= TAREFA CURTA =
De acordo com o trecho sobre a Embraer, por que as subcontratadas de defesa passaram a atrasar cronogramas? Explique em uma a três frases.

Efeito colateral: segundo fontes setoriais, subcontratadas de defesa passaram a atrasar cronogramas, especialmente no 14-X, em função da evasão de quadros seniores.

Consequência: perda de capacidade de “soberania tecnológica incremental” — ou seja, o Brasil deixa de dominar as cadeias intermediárias que ligam o protótipo ao produto industrial.

A intenção da Boeing foi avançar sobre as seguintes tecnologias críticas da Embraer:

1. Engenharia de Sistemas Complexos (Systems Integration)

A Embraer domina a arte de integrar milhares de sistemas — aviônicos, hidráulicos, elétricos, digitais — num ambiente leve, redundante e certificável. Essa competência é raríssima, mesmo entre fabricantes globais.

2. Aerodinâmica e materiais compostos

A Embraer se tornou referência mundial no uso de materiais compostos leves (fibra de carbono e resinas epóxi) em estruturas de alta resistência — asas, fuselagens e empenagens.

3. Aviônica, software embarcado e fly-by-wire

Desde o projeto do ERJ-145, a Embraer desenvolve sistemas digitais de controle de voo (fly-by-wire) em parceria com a Parker Hannifin e BAE Systems, mas com arquitetura própria

No KC-390, a Embraer criou a primeira implementação latino-americana de fly-by-wire militar full digital, em código-fonte nacional.

= DADOS BRUTOS =
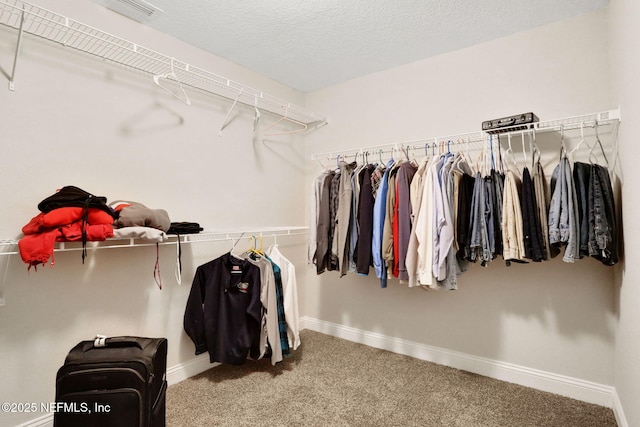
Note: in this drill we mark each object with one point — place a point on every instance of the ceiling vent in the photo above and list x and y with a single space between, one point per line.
138 10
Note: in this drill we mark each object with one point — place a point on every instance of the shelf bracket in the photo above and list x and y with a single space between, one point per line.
15 59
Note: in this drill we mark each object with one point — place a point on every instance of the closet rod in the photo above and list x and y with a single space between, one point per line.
32 19
173 239
567 123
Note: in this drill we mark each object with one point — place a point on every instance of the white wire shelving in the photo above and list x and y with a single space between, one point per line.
9 246
476 139
34 20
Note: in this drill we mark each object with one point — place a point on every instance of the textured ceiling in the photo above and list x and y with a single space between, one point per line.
312 44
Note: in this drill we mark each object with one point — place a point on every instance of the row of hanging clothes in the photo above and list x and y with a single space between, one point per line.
244 306
424 222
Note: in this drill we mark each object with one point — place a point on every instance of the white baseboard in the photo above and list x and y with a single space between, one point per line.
559 384
175 374
43 421
182 371
621 420
575 388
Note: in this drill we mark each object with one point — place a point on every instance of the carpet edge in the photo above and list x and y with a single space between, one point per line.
586 391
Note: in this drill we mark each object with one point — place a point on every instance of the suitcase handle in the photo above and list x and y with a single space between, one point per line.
103 341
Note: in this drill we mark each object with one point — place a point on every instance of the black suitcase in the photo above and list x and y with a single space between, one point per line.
113 382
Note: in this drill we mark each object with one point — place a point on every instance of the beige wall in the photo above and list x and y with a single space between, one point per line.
574 320
625 64
76 120
555 317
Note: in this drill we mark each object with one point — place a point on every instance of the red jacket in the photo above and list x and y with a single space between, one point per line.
61 225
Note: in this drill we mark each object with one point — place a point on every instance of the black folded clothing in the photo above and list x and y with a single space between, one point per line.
184 228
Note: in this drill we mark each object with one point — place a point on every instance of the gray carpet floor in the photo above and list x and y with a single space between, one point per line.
333 382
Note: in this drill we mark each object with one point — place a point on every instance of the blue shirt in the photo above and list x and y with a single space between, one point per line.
379 214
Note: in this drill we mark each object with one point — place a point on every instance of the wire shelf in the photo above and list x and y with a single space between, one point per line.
34 20
476 140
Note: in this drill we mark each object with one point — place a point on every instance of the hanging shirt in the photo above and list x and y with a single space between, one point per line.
542 200
333 213
353 222
379 213
582 182
323 249
270 332
290 289
365 222
223 315
512 233
405 175
424 229
415 193
282 321
603 244
532 229
387 232
563 218
343 216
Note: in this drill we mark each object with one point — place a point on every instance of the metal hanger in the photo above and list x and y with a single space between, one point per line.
159 78
303 128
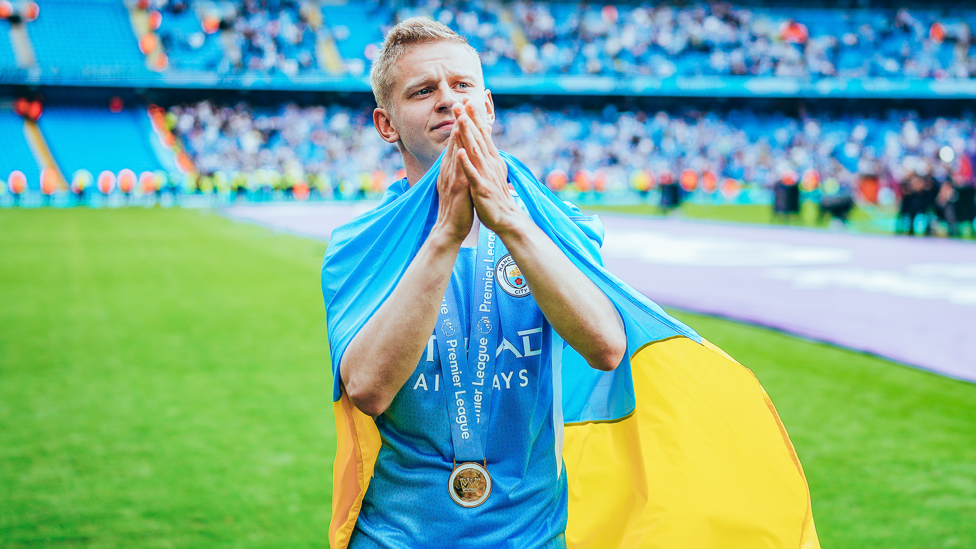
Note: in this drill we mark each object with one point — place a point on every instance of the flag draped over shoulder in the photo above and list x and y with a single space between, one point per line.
679 447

= RESPOSTA AO EXERCÍCIO =
As subcontratadas de defesa passaram a atrasar cronogramas por causa da evasão de quadros seniores, segundo fontes setoriais. Esse atraso ocorreu especialmente no 14-X.